*** Opening of Extracted material ***
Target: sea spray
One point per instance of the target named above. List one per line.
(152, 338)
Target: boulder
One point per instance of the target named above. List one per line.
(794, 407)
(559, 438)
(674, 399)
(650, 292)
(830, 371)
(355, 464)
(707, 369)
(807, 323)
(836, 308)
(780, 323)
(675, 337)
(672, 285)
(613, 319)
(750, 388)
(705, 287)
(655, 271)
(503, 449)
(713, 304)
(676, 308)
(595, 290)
*** Close of Extracted material ***
**Exercise directions**
The exact wording of every entry above should be written out again.

**Reply to the exercise**
Target: sea spray
One point per instance of the target named above. List one per line.
(152, 338)
Target: boulder
One point per instance of the target named above. List one per line.
(794, 407)
(559, 438)
(674, 399)
(650, 292)
(830, 371)
(355, 464)
(707, 369)
(807, 323)
(836, 308)
(780, 323)
(675, 337)
(672, 285)
(613, 319)
(750, 388)
(705, 287)
(655, 271)
(503, 449)
(713, 304)
(676, 308)
(595, 290)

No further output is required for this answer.